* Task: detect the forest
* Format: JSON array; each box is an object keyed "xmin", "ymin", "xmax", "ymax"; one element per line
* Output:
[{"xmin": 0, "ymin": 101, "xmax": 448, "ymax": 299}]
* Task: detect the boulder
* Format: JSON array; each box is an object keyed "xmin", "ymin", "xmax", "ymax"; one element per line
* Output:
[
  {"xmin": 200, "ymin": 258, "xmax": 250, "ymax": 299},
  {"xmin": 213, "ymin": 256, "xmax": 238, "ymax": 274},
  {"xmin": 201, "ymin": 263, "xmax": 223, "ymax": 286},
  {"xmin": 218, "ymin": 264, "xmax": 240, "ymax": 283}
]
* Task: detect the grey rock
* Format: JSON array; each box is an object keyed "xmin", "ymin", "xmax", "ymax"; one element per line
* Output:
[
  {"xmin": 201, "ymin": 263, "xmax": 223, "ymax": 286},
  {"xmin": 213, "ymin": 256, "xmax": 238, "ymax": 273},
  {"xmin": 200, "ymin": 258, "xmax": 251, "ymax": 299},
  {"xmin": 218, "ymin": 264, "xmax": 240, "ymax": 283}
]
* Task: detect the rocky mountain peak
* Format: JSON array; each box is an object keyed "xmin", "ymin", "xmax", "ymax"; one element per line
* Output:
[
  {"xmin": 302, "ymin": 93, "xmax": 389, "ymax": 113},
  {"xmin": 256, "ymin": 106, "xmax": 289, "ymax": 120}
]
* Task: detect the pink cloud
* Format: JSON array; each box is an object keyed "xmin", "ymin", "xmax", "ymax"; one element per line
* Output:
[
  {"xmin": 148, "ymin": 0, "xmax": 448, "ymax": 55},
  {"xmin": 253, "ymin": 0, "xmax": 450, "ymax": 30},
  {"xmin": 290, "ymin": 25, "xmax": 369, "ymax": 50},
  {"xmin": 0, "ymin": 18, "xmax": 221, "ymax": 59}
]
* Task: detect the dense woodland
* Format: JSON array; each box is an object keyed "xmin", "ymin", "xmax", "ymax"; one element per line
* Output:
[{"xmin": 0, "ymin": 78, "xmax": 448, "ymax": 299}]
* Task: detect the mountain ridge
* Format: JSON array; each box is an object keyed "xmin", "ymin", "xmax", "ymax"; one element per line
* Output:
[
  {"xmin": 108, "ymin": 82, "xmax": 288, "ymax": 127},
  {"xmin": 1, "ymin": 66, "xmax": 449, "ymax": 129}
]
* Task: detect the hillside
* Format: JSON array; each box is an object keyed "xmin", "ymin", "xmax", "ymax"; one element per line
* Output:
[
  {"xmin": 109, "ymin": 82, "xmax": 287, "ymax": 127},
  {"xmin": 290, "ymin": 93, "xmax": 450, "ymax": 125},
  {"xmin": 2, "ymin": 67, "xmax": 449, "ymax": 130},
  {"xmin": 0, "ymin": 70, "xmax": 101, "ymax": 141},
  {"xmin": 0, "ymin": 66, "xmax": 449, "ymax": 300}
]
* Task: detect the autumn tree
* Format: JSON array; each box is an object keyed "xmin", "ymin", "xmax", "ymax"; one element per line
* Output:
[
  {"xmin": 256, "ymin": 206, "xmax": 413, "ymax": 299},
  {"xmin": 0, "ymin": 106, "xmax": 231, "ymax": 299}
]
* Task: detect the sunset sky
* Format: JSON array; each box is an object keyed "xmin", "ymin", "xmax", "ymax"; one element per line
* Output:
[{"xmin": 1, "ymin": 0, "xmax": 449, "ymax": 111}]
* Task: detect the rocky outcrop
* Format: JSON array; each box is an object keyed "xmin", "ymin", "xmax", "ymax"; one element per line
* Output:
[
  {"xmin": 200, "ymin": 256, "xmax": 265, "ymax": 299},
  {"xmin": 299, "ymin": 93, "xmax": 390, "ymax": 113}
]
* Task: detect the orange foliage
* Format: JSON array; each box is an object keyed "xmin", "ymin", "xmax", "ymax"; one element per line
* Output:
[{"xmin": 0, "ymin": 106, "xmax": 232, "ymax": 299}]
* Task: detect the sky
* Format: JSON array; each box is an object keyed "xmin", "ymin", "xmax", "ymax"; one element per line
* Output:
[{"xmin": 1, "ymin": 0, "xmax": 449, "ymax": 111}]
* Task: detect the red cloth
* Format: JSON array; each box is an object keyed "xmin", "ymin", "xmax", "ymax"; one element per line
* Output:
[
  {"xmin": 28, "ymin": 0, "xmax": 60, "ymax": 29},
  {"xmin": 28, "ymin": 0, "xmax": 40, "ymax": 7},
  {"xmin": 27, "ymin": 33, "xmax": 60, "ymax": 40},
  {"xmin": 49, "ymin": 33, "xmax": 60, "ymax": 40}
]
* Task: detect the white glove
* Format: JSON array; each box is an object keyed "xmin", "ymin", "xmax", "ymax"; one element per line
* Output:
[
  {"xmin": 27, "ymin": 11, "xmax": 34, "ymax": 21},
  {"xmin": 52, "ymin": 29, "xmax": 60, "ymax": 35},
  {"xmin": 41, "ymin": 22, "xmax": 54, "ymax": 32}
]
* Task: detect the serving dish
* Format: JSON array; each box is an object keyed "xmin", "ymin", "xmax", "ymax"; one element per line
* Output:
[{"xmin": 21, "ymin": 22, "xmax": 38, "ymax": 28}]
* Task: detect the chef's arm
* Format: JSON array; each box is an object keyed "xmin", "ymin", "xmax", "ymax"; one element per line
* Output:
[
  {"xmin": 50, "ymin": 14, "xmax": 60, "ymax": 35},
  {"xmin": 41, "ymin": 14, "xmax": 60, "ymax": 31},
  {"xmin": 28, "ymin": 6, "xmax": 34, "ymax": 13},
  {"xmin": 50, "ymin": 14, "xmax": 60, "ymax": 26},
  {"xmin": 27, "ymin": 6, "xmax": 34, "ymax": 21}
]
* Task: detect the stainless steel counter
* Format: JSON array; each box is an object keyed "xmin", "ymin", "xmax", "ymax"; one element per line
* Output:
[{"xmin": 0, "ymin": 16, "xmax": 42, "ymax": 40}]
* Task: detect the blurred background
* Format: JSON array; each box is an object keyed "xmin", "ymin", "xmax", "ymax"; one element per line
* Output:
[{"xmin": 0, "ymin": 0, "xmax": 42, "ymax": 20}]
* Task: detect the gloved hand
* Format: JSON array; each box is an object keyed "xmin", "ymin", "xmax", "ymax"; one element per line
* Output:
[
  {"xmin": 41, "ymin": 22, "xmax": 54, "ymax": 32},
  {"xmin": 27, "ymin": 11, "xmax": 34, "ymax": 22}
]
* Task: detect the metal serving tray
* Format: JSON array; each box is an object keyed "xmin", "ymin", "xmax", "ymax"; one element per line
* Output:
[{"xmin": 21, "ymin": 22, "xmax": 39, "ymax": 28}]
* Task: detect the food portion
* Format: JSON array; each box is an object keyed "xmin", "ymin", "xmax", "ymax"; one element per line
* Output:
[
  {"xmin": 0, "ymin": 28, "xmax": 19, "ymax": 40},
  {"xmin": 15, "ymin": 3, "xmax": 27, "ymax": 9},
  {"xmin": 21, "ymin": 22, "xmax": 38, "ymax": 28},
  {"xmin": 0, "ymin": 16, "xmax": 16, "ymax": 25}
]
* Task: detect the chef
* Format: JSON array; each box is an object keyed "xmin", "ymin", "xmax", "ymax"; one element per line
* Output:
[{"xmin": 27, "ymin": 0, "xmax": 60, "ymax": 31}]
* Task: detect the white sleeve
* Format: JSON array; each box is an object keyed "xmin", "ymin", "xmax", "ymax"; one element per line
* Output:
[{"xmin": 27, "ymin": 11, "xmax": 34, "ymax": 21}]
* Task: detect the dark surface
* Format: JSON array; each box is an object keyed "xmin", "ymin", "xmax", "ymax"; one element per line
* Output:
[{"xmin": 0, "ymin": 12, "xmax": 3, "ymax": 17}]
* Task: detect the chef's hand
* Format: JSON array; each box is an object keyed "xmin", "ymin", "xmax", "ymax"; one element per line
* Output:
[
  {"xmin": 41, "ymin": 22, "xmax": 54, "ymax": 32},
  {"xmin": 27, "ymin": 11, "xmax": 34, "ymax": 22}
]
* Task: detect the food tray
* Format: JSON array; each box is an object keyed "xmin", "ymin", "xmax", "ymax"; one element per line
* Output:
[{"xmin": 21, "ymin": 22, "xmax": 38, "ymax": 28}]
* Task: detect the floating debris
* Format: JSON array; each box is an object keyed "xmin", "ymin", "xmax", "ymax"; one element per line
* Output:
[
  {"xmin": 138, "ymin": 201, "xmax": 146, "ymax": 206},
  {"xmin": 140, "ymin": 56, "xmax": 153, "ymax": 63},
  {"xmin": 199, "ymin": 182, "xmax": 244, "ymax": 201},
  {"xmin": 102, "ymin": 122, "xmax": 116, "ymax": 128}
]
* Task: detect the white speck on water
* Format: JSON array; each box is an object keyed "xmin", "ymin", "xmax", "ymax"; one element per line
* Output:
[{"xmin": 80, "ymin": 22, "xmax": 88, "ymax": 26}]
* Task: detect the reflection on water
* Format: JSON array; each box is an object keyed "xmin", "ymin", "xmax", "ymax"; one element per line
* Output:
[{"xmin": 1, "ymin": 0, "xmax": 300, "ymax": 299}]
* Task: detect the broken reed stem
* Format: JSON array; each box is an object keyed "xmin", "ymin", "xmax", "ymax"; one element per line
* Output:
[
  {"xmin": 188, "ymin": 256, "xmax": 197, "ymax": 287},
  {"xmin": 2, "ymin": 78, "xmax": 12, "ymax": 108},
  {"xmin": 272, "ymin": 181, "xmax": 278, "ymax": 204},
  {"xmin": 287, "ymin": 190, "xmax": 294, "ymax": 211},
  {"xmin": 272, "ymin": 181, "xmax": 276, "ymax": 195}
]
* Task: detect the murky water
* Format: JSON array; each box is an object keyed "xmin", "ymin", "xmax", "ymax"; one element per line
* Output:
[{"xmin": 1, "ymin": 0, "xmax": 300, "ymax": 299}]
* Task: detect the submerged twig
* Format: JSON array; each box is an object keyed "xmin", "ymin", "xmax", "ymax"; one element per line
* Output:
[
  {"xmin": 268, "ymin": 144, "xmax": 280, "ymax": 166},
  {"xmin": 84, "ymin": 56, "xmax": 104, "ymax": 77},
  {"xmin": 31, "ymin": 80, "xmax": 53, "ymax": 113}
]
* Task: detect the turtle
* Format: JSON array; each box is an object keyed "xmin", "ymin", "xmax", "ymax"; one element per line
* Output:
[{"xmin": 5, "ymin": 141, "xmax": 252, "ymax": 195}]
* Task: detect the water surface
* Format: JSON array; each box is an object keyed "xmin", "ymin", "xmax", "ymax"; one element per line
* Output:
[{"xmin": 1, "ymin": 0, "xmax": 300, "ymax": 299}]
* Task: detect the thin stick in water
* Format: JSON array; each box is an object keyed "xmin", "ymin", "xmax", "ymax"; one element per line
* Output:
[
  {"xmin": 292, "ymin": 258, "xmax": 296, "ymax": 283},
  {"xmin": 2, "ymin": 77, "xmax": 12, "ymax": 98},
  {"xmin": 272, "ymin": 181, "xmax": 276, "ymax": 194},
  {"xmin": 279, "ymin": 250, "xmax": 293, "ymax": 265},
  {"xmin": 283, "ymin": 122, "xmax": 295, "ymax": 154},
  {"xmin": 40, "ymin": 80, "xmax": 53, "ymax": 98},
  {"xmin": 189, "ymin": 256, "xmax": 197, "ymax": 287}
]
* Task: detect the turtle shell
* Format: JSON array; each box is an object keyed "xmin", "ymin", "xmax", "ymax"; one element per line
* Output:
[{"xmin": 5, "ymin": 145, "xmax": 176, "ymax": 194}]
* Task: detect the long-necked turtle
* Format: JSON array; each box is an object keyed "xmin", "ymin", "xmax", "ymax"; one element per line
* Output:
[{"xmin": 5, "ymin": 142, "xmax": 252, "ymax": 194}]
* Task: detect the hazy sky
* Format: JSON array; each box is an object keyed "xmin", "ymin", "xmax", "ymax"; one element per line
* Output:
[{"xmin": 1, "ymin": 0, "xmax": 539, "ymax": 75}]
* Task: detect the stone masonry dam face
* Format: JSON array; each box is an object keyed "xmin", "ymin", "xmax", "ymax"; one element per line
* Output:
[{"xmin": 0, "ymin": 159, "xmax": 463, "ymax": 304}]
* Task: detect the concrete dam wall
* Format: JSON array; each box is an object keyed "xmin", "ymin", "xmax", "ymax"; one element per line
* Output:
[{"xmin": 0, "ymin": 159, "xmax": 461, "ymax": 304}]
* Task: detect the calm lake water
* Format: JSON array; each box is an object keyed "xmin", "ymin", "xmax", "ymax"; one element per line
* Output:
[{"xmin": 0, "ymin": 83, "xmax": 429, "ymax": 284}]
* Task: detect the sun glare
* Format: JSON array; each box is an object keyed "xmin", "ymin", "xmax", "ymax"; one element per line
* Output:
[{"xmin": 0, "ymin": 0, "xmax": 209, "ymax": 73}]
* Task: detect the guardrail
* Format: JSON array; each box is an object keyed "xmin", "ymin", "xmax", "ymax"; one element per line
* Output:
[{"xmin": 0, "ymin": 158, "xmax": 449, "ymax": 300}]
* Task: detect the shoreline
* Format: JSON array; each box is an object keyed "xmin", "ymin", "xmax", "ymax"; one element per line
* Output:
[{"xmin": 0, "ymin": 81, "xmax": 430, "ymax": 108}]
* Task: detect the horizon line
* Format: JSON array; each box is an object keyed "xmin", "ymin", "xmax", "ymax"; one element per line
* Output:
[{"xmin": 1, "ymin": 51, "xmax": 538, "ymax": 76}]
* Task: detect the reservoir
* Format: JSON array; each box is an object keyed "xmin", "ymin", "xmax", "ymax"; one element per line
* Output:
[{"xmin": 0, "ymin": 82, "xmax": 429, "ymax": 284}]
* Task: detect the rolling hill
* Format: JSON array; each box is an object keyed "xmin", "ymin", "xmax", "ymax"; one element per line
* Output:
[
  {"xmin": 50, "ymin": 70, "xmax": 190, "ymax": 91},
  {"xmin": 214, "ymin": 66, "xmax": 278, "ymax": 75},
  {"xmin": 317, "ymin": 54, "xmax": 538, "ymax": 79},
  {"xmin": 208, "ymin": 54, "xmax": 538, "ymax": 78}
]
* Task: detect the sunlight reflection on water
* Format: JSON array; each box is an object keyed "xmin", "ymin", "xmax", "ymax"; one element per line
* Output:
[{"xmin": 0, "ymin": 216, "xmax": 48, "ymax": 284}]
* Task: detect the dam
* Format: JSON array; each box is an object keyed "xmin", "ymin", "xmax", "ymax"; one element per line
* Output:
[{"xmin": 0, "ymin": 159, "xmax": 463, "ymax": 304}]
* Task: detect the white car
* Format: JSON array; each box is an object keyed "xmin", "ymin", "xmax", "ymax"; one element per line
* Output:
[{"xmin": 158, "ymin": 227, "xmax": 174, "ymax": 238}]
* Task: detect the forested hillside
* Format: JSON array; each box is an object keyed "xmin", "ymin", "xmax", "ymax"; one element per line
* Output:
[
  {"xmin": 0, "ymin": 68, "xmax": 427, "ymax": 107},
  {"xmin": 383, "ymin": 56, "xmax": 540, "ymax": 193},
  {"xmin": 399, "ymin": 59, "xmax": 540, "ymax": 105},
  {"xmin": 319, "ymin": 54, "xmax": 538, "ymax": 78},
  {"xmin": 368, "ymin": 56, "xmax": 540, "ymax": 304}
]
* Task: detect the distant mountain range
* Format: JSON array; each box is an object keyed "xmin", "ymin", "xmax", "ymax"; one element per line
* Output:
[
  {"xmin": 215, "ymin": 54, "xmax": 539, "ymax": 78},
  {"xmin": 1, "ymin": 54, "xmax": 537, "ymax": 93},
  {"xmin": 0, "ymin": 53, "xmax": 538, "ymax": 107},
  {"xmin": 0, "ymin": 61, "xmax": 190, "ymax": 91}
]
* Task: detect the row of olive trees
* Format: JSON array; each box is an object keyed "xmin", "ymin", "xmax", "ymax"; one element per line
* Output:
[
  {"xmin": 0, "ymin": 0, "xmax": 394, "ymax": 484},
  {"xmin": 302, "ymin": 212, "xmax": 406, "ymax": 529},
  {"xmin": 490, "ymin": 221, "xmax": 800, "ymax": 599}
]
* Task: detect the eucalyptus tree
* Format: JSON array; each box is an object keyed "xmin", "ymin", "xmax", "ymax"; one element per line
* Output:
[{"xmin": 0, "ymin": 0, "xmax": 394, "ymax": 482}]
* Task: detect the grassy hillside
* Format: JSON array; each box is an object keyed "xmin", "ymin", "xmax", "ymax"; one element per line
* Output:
== == ==
- Work to be completed: Please show every line of the records that holds the word "food".

- Exercise output:
* Task: detect the food portion
* Task: detect the food tray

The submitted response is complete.